* _Location labeling entries_:
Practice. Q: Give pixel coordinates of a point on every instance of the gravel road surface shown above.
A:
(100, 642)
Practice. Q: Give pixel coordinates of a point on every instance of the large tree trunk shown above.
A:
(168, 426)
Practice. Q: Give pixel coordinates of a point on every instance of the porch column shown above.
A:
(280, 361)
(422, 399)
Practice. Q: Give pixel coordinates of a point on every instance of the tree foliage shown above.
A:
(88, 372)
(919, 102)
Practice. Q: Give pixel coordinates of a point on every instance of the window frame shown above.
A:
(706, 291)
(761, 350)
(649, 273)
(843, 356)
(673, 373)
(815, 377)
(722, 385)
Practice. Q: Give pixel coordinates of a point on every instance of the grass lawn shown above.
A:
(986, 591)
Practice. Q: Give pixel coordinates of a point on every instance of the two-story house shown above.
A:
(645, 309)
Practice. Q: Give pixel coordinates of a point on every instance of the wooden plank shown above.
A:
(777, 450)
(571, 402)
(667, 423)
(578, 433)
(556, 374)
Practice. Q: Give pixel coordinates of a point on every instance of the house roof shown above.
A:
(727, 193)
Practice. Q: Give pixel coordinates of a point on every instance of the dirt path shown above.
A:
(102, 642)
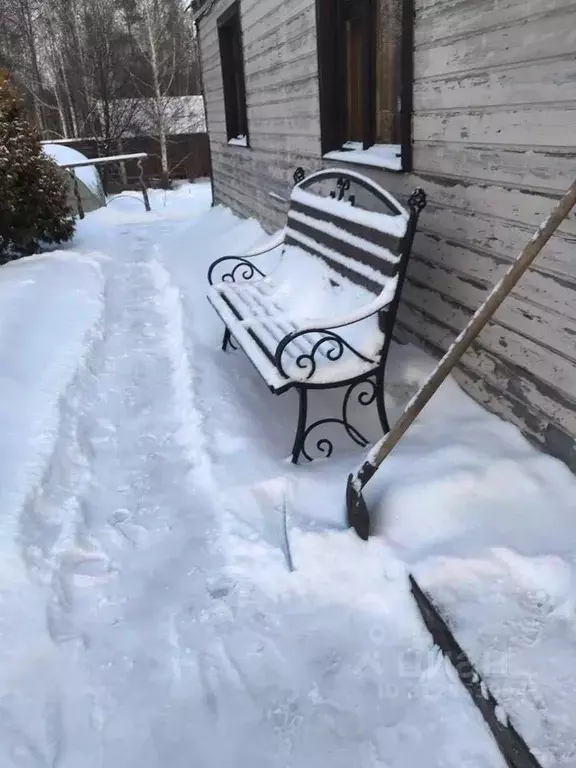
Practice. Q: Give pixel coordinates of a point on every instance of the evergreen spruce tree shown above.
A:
(33, 190)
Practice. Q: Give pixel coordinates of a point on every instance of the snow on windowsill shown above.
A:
(239, 141)
(387, 156)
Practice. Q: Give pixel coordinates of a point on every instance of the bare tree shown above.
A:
(162, 32)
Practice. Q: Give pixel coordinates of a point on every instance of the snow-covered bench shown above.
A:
(325, 317)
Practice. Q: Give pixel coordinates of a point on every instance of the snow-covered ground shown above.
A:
(148, 615)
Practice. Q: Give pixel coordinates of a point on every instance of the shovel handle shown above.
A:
(483, 315)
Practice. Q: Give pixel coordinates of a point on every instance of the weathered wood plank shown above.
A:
(289, 36)
(544, 327)
(306, 87)
(550, 127)
(538, 286)
(284, 72)
(500, 237)
(538, 38)
(545, 82)
(532, 168)
(296, 108)
(281, 142)
(438, 21)
(506, 390)
(271, 13)
(516, 348)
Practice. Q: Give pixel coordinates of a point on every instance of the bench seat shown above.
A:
(324, 317)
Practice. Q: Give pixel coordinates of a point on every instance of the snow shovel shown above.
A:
(357, 512)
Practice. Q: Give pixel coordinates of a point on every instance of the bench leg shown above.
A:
(301, 428)
(381, 401)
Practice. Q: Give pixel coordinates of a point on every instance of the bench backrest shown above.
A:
(352, 224)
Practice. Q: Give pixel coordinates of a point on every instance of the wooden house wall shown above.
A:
(279, 41)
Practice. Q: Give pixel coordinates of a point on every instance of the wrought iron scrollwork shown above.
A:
(364, 393)
(417, 201)
(343, 189)
(243, 270)
(299, 175)
(330, 346)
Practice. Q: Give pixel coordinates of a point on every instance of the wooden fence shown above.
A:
(188, 158)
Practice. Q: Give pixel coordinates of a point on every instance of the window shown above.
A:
(365, 67)
(230, 40)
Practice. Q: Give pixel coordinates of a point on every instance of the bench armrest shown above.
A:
(328, 344)
(241, 264)
(356, 316)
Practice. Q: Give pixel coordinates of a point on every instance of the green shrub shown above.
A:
(33, 190)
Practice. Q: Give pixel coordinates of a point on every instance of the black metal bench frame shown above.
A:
(366, 388)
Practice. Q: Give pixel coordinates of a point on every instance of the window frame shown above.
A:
(332, 63)
(233, 78)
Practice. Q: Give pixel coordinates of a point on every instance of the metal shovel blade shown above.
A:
(357, 513)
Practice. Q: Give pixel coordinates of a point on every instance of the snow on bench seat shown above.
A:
(259, 320)
(324, 318)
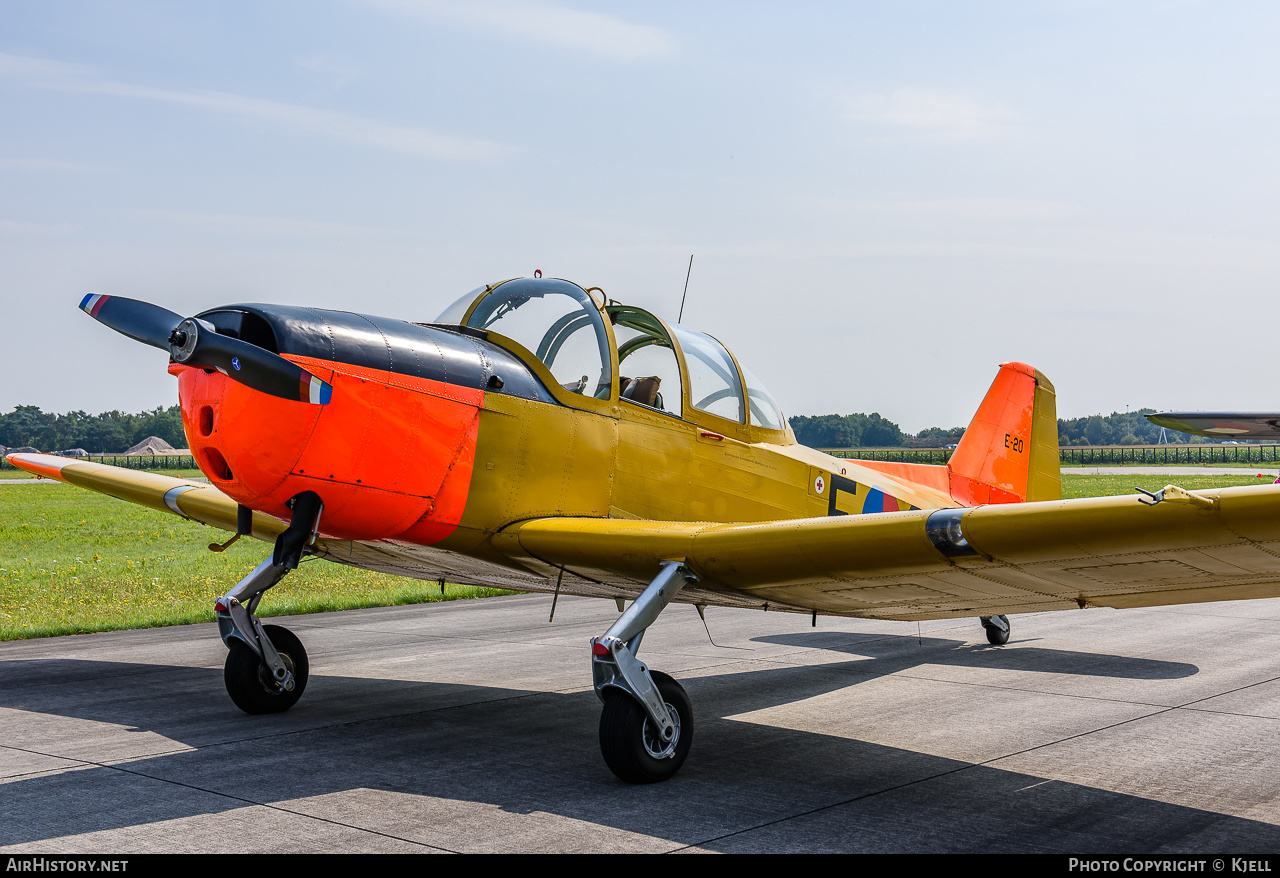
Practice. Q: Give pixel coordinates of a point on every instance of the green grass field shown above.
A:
(73, 561)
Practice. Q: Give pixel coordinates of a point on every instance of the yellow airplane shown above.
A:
(543, 438)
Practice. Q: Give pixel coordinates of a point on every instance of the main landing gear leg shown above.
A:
(648, 721)
(266, 667)
(997, 629)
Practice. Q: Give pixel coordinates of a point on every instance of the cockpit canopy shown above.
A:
(583, 342)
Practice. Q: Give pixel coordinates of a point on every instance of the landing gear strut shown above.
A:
(648, 721)
(266, 666)
(997, 629)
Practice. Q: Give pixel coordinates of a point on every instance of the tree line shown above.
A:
(106, 433)
(874, 431)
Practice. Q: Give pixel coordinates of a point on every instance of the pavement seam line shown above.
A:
(964, 768)
(247, 801)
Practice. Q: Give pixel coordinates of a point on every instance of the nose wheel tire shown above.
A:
(629, 739)
(996, 635)
(248, 678)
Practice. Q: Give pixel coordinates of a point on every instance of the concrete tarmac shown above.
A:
(471, 726)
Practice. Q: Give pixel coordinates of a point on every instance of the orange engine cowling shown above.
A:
(391, 456)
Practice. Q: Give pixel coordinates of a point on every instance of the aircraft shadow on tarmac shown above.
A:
(433, 750)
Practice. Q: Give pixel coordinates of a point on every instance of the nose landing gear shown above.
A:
(997, 629)
(266, 666)
(648, 721)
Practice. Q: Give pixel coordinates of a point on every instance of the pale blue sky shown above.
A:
(885, 200)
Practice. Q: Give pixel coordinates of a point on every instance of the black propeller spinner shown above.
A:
(195, 342)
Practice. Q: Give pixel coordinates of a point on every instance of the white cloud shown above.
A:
(940, 114)
(325, 123)
(547, 23)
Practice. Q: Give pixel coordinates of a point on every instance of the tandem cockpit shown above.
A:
(597, 352)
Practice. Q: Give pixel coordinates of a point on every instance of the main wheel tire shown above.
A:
(629, 740)
(997, 636)
(248, 678)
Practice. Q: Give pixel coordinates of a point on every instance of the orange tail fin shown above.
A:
(1009, 453)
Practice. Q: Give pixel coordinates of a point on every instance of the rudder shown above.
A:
(1009, 453)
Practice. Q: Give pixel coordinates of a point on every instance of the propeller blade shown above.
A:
(196, 343)
(141, 321)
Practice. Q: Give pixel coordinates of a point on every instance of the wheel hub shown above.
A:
(652, 736)
(268, 680)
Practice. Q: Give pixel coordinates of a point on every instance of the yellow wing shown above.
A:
(1009, 558)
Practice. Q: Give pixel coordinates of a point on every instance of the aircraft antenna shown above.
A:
(686, 293)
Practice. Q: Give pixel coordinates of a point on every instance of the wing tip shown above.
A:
(48, 466)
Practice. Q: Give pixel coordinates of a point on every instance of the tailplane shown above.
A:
(1009, 453)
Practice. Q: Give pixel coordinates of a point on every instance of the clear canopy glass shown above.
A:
(560, 323)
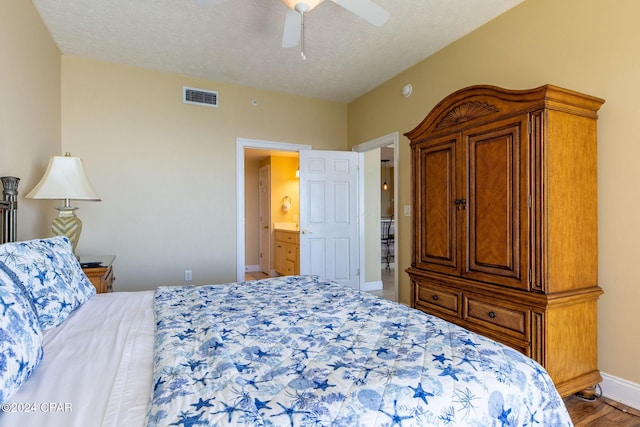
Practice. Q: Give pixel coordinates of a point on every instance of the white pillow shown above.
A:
(51, 274)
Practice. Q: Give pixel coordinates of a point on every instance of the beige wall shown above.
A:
(29, 108)
(588, 46)
(284, 183)
(166, 170)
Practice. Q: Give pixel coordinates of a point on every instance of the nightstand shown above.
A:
(99, 270)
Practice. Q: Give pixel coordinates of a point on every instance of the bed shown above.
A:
(289, 351)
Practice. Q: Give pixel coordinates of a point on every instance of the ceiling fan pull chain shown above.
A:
(302, 36)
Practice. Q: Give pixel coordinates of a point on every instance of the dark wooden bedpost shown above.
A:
(9, 207)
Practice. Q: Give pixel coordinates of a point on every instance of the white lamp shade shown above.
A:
(64, 178)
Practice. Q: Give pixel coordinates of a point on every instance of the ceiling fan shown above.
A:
(294, 22)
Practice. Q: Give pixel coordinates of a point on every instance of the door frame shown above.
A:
(241, 144)
(382, 141)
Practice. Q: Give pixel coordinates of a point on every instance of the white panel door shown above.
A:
(329, 215)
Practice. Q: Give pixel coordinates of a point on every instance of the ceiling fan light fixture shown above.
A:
(302, 6)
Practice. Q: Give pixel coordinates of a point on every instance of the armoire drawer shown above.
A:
(504, 318)
(438, 298)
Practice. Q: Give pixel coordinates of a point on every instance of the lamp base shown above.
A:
(67, 224)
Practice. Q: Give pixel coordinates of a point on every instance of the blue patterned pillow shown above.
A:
(20, 335)
(51, 274)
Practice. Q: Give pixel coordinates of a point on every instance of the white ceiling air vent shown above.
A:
(195, 96)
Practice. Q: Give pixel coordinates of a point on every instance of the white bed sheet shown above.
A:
(97, 368)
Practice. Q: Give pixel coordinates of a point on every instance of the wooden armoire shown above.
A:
(505, 233)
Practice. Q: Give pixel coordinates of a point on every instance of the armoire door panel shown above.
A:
(497, 204)
(438, 235)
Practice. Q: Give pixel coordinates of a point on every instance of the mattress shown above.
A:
(283, 351)
(104, 347)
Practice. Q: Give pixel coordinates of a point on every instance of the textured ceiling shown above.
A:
(239, 41)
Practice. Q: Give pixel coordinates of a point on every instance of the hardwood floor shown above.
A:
(601, 412)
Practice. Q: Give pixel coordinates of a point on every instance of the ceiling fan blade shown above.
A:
(292, 28)
(366, 9)
(208, 3)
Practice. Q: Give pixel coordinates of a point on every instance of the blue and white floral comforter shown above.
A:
(299, 351)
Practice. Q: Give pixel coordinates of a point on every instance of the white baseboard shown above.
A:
(251, 268)
(620, 390)
(372, 286)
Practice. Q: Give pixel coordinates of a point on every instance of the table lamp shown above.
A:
(65, 179)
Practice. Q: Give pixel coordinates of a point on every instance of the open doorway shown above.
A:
(242, 209)
(272, 210)
(378, 208)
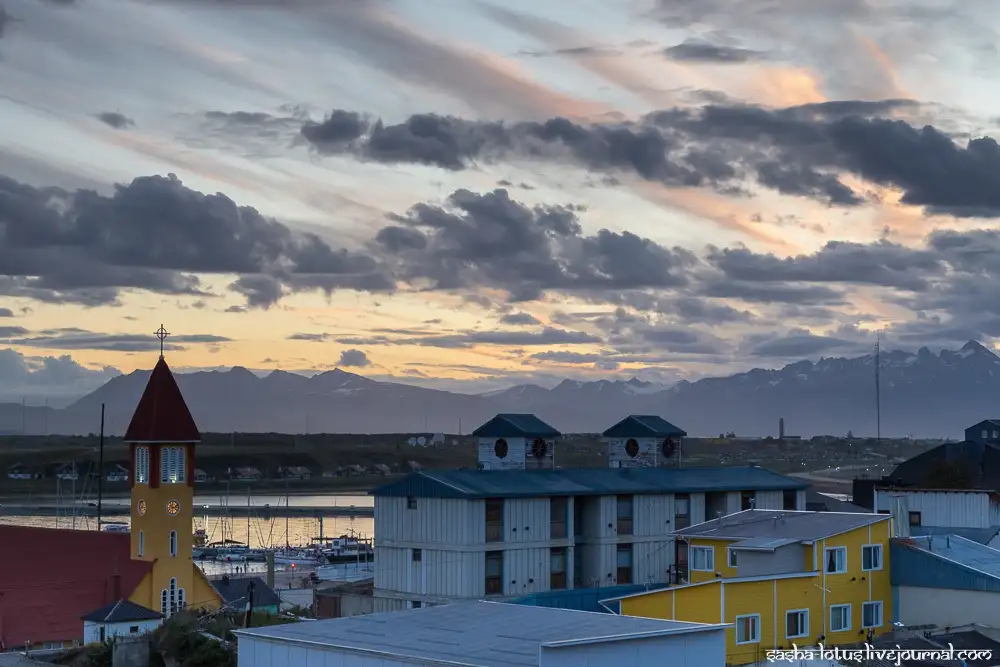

* _TASK STATEMENT_:
Copy back, word for word, the stretch of the entries from the line containing "comforter shown above." through the end of the entries, leaving out the pictures.

* _OUTPUT BELOW_:
Practice. Q: Give pixel coordinates of a point on every instance of the blue and white floral comforter shown above.
A:
(299, 351)
Practice. Q: Give pixel coordinates of a point on every instance of the white baseboard shown above.
A:
(251, 268)
(620, 390)
(372, 286)
Practice. Q: Give pixel coordinates of a point on every instance of the table lamp shown above.
A:
(65, 179)
Practice. Q: Give pixel coordinates of a point on every instance of the open doorway shown above.
A:
(242, 209)
(272, 210)
(378, 208)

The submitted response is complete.